---- SELECTED TEXT

More than a dozen women in recent weeks have accused Bill Cosby of sexually assaulting them, but it is unlikely the 77-year-old comedian will ever face trial.
That's because many of the accusations against Cosby go back decades and the maximum time for starting legal proceedings — called the statute of limitations — has passed.
Legal experts say that if those alleged incidents had occurred in other countries where there is no statute of limitations on sexual assault, the accusers would still be able to seek criminal charges and launch lawsuits against Cosby.
“I don't think we should have any statute of limitations on sexual crimes," says author and lawyer Deborah King, who is also a survivor of sexual assault.
Sexual assault is reported less than half of the time, and some victims take years to work up the courage to report their attack. In King's case, it took decades and she never pressed charges against her attacker.
"Women are terrified. All they can try to do is deal with the shame and the embarrassment,” King says. “They know that if they come forward, they are going to be criticized, ostracized. They are going to be laughed at, no one is going to believe them. ... I didn't come forward for 25 years. It's really common. It's really sad.”
In countries without a statute of limitations on sexual assault crimes, some high-profile cases have gone to court long after the alleged attacks. One such case in Britain involved a popular BBC TV personality named Jimmy Savile, who hosted the children's show “Jim'll Fix It” and the iconic music countdown show “Top of the Pops."
What the audience didn't know about the bleached-blond, cigar-smoking star was that he used his celebrity to get close to children and adolescents to sexually abuse them.
Savile died months before allegations of abuse finally became public. After his death in 2011, more than 400 people contacted the police to report complaints against Savile, with the period of alleged abuse stretching from 1955 to 2009.
The Savile case led to a wider, and controversial, police investigation into what are called “historic cases” of sexual assault. The list of people who have been investigated and charged reads like a who's-who of British TV and radio personalities.
Canadians now have a well-known entertainment figure facing sexual assault allegations, with claims going back a decade. TV and radio personality Jian Ghomeshi, who hosted the radio show "Q," was fired by the Canadian Broadcasting Corporation in October over allegations that he physically assaulted women he dated.
(Q, like PRI's The World, is distributed by Public Radio International.)
Canada has no statute of limitations on sexual assault and Ghomeshi was arrested on Wednesday and charged with four counts of sexual assault and one count of choking.
Yet even in countries like Canada and the UK, getting a conviction is rare. It's hard to prosecute historic cases, which often don't have any physical evidence left. Without that evidence, says King, cases come down to credibility: “Most cases are lost on [whether there was] consent. It's a 'he said-she said' kind of thing."
In the US, some states (New York is one) have no statute of limitations on sexual assault. Others have lengthened or abolished statutes of limitations for prosecuting rape, especially when DNA evidence exists.
But for now, the only court likely to try Bill Cosby will be the court of public opinion.

--------
---- RECORDED INFORMATION

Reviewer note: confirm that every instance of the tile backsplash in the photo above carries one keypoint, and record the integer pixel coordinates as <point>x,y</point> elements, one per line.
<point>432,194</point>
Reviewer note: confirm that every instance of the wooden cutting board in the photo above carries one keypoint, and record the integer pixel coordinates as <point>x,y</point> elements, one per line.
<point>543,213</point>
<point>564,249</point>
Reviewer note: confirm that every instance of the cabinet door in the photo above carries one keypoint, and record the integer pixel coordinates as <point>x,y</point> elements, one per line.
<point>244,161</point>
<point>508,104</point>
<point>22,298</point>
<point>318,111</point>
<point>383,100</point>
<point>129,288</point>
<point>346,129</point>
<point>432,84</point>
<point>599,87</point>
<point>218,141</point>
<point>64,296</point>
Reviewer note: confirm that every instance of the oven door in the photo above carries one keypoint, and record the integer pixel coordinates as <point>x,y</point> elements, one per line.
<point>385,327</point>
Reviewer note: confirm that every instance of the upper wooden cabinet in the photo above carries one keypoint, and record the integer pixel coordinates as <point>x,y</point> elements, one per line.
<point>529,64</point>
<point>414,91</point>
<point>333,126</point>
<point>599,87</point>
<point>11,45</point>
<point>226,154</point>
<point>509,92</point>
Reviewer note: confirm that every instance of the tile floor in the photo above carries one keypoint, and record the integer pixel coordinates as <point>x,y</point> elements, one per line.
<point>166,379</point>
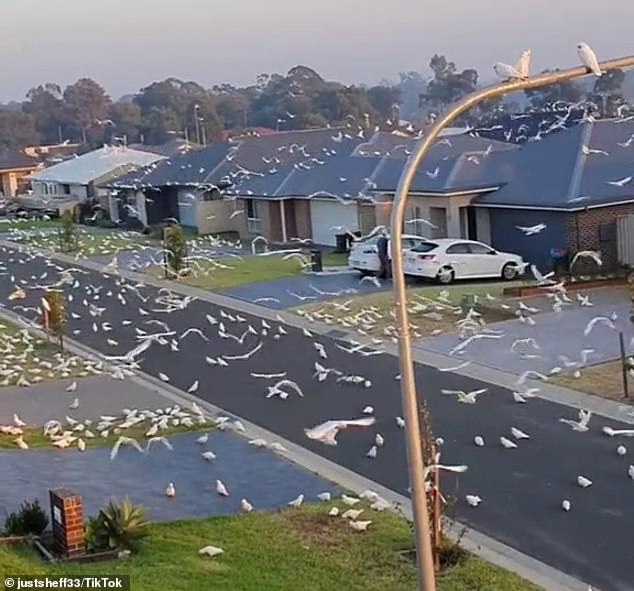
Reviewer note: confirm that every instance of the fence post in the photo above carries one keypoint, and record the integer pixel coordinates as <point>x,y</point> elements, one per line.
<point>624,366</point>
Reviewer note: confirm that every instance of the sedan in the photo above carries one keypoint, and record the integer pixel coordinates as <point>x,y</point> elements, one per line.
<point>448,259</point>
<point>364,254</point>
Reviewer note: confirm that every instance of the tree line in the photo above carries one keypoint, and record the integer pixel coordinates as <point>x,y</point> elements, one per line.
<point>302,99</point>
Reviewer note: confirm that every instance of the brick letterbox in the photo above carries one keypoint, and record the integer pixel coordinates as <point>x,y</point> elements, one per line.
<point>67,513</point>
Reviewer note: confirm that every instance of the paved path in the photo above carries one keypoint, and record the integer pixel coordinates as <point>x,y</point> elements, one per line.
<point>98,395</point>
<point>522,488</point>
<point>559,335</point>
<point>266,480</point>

--------
---- RECORDED INFORMATION

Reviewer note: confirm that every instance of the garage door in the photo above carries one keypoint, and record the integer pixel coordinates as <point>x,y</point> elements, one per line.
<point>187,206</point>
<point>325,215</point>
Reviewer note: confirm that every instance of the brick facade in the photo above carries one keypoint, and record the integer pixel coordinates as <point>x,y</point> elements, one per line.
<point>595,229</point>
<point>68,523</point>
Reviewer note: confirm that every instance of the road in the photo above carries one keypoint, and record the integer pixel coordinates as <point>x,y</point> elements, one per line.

--------

• **WORK INSTRUCTION**:
In the article on statutes of limitations for sexual assault, how many people contacted the police with complaints against Jimmy Savile after his death?

• **EXERCISE RESPONSE**:
More than 400 people.